* Written task 1: In the bread-baking post, where did the writer find the recipe?
* Written task 2: Revise the bread-baking post by reproducing everything from "So, I gathered" down to "on cookie sheet.", with "cookie sheet" replaced by "baking tray".
* Written task 3: Translate the following sentence from the bread-baking post into Spanish: "I’ve watched my mom bake."

* Document text:

My brain decided I wanted to make bread. From scratch. So, I found a recipe on Pinterest that upon cursory glance (remember that) looked easy enough for even a bread baking virgin like myself to try.
So, I gathered up the needed items. Got the big container of flour down from on top of the fridge. Finally washed my loaf pan. Went out and bought yeast. Yeast. This was no longer the glimmer of an idea–by God, this was real life.
Stand mixer at the ready.
I told The Hubs this “wouldn’t take long” because “the bread only has to rise for an hour.” Fine.
Now let’s step back and take a look at who we’re talking about here. I’ve watched my mom bake. I’ve eaten bread. I’ve had loaves of bread stolen from my dry goods store by Confederate soldiers during the Siege and Capture of Harpers Ferry event. But my bread baking skills consist of two steps:
1. Open tube of bread dough
2. Place bread dough on cookie sheet.

* Data segment:
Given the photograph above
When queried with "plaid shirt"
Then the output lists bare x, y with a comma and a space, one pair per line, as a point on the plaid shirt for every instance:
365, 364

* Final answer 1: On Pinterest.

* Final answer 2:
So, I gathered up the needed items. Got the big container of flour down from on top of the fridge. Finally washed my loaf pan. Went out and bought yeast. Yeast. This was no longer the glimmer of an idea–by God, this was real life.
Stand mixer at the ready.
I told The Hubs this “wouldn’t take long” because “the bread only has to rise for an hour.” Fine.
Now let’s step back and take a look at who we’re talking about here. I’ve watched my mom bake. I’ve eaten bread. I’ve had loaves of bread stolen from my dry goods store by Confederate soldiers during the Siege and Capture of Harpers Ferry event. But my bread baking skills consist of two steps:
1. Open tube of bread dough
2. Place bread dough on baking tray.

* Final answer 3: He visto a mi mamá hornear.